§ Do this: Write out every line of the material exactly as it appears.

§ Data supplied:
——
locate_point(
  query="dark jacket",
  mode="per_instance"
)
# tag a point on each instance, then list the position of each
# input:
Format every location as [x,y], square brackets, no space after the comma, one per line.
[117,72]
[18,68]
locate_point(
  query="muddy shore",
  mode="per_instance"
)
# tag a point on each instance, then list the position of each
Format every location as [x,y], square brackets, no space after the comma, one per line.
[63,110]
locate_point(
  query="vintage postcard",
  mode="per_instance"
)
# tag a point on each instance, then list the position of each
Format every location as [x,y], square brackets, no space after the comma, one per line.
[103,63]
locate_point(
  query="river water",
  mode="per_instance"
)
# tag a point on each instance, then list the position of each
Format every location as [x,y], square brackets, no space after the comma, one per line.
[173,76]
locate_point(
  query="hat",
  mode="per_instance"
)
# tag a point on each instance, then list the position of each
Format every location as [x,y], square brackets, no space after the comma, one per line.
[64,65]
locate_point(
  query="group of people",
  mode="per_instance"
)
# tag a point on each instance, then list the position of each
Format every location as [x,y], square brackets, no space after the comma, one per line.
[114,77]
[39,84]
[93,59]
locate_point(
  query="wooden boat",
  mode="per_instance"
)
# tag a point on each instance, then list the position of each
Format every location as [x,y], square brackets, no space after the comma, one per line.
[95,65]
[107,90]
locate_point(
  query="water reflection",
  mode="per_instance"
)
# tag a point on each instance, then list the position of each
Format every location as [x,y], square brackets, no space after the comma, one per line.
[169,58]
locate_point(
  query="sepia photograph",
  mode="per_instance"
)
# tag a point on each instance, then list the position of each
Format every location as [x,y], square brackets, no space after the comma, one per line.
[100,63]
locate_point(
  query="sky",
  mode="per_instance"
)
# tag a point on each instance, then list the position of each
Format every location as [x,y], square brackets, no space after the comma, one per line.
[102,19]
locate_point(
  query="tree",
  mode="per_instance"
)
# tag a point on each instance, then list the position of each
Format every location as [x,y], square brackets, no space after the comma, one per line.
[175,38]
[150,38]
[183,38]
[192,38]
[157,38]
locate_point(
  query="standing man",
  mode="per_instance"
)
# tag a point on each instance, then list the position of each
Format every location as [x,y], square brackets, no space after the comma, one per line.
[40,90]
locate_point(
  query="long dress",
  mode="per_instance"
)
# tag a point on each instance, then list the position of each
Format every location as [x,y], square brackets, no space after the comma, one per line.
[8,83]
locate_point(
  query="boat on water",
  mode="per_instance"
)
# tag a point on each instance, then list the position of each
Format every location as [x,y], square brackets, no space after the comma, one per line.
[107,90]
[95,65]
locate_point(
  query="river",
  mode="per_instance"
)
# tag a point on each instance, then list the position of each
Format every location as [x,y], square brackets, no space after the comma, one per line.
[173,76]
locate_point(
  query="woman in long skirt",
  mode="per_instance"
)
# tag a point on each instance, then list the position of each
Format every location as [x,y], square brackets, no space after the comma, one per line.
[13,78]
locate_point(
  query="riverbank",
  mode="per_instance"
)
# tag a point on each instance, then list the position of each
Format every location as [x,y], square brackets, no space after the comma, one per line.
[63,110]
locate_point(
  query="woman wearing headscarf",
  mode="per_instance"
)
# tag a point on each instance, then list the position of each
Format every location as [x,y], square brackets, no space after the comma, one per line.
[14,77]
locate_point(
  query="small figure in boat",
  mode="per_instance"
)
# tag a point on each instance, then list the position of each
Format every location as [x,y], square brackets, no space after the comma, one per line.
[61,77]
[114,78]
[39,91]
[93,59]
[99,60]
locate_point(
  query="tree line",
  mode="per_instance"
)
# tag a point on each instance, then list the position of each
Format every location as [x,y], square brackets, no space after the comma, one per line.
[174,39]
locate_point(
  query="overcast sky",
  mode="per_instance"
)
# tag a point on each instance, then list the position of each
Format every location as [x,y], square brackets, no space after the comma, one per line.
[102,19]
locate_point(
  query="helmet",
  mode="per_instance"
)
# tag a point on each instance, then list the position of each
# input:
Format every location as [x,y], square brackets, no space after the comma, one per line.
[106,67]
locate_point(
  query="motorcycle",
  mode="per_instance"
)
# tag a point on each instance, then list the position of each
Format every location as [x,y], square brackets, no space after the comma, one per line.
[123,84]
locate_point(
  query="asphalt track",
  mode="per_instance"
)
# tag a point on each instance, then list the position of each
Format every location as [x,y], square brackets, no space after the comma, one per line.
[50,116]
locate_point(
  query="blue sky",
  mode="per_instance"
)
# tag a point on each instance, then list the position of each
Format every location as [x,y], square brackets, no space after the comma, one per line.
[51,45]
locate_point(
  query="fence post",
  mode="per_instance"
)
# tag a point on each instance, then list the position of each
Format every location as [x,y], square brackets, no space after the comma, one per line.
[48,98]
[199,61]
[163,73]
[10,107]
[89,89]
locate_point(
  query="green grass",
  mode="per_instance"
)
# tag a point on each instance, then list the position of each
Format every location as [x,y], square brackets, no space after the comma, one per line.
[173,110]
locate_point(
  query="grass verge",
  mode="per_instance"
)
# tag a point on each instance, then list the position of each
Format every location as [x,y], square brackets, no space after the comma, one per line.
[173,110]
——
§ Finished answer:
locate_point(
  query="dark jacket",
  mode="per_instance"
)
# tag a point on each instance, then list the position of each
# input:
Format every location as [x,y], square brackets, no space after the comma, one per line.
[117,72]
[18,68]
locate_point(
  query="muddy shore",
  mode="per_instance"
)
# tag a point on each instance, then list the position of each
Format every location as [x,y], square brackets, no space after the comma, one per line.
[63,110]
locate_point(
  query="vintage postcard",
  mode="per_instance"
)
# tag a point on each instance, then list the position of each
Format every location as [x,y], square brackets, no space after the comma, one per line.
[103,63]
locate_point(
  query="river water",
  mode="per_instance"
)
# tag a point on each instance, then list the position of each
Format every location as [x,y], square brackets, no space after the comma, one per line.
[173,76]
locate_point(
  query="hat",
  mode="per_instance"
)
# tag a point on each instance, then list the position of each
Format every location as [x,y], square brackets, no space after the comma, one per line.
[64,65]
locate_point(
  query="group of people",
  mode="per_instance"
)
# tag a point on each instance, then list the position of each
Format every location as [x,y], square brackets, no space after the comma, one per line.
[114,77]
[39,84]
[93,59]
locate_point(
  query="wooden boat",
  mode="per_instance"
)
# tag a point on each instance, then list the position of each
Format every location as [x,y], square brackets, no space after the comma, one per line.
[95,65]
[107,90]
locate_point(
  query="water reflection",
  mode="per_instance"
)
# tag a point on each instance, then list the position of each
Format every location as [x,y], square brackets, no space after the comma, one per line.
[169,58]
locate_point(
  query="sepia photograph",
  mode="per_instance"
)
# tag a point on each instance, then list the position of each
Format every location as [x,y], square brackets, no space after the comma, one per line.
[100,63]
locate_point(
  query="sky",
  mode="per_instance"
)
# tag a point on each instance, then list the position of each
Format every location as [x,y], square brackets, no space after the comma, one per line.
[102,19]
locate_point(
  query="tree",
  mode="per_instance"
)
# tag a point on each instance, then list the position of each
Format every location as [x,y], square brackets, no space after the comma, one per line.
[175,38]
[150,38]
[183,38]
[192,38]
[157,38]
locate_point(
  query="standing man",
  mode="per_instance"
)
# tag a point on each instance, then list the position of each
Format every location as [x,y], square brackets, no space after the comma, one per line.
[40,90]
locate_point(
  query="long dress",
  mode="per_instance"
)
# tag a point on each instance, then list the position of each
Format every location as [x,y], square brackets, no space after the comma, one per line.
[8,83]
locate_point(
  query="boat on water",
  mode="per_instance"
)
# tag a point on each instance, then list the position of each
Format every location as [x,y], square brackets, no space after the comma, one per line.
[107,90]
[95,65]
locate_point(
  query="river",
  mode="per_instance"
)
# tag a point on each instance, then list the position of each
Format every location as [x,y], square brackets, no space after the comma, one per line.
[173,76]
locate_point(
  query="woman in long skirt",
  mode="per_instance"
)
# tag a point on each instance, then list the position of each
Format every location as [x,y], square brackets, no space after the comma, one per line.
[13,78]
locate_point(
  query="riverbank",
  mode="per_instance"
)
# tag a point on each instance, then list the position of each
Format every location as [x,y], square brackets, no space after the comma, one per line.
[63,110]
locate_point(
  query="woman wearing headscarf",
  mode="per_instance"
)
# tag a point on each instance, then list the position of each
Format every location as [x,y], square brackets, no space after the comma, one per line.
[14,77]
locate_point(
  query="small figure in boat",
  mode="per_instance"
)
# tag a point on each instance, then list the position of each
Format every location as [x,y], square brackets, no space after the comma, one per line.
[61,77]
[114,78]
[39,91]
[93,59]
[99,60]
locate_point(
  query="tree line",
  mode="per_instance"
)
# tag a point on each instance, then list the position of each
Format every location as [x,y], square brackets, no space after the comma, one per line.
[174,39]
locate_point(
  query="overcast sky",
  mode="per_instance"
)
# tag a point on each instance, then list the position of each
Format every location as [x,y], square brackets, no space after the comma, one per line.
[102,19]
locate_point(
  query="helmet",
  mode="per_instance"
)
# tag a point on each instance, then list the position of each
# input:
Format every location as [x,y], square brackets, no space after the comma, one per line.
[106,67]
locate_point(
  query="motorcycle",
  mode="per_instance"
)
# tag a point on each instance, then list the position of each
Format every location as [x,y], square brackets, no space after the comma, one per line.
[123,84]
locate_point(
  query="asphalt track",
  mode="per_instance"
)
# tag a point on each instance, then list the position of each
Format every location as [x,y], square brackets, no space after the comma, one per line.
[50,116]
locate_point(
  query="blue sky",
  mode="per_instance"
)
# tag a point on each instance, then list the position of each
Format every location as [x,y], square brackets, no space after the comma, one per line.
[51,45]
locate_point(
  query="fence post",
  mode="per_instance"
)
# tag a point on each instance, then list the position of each
Format every location as [x,y], square brackets, no space after the comma, one per line.
[48,98]
[199,61]
[163,73]
[10,107]
[89,89]
locate_point(
  query="green grass",
  mode="per_instance"
)
# tag a point on each instance, then list the position of each
Format every location as [x,y], square brackets, no space after the comma, one per line.
[173,110]
locate_point(
  query="grass verge",
  mode="per_instance"
)
# tag a point on each instance, then list the position of each
Format every location as [x,y], square brackets, no space after the comma, one per line.
[173,110]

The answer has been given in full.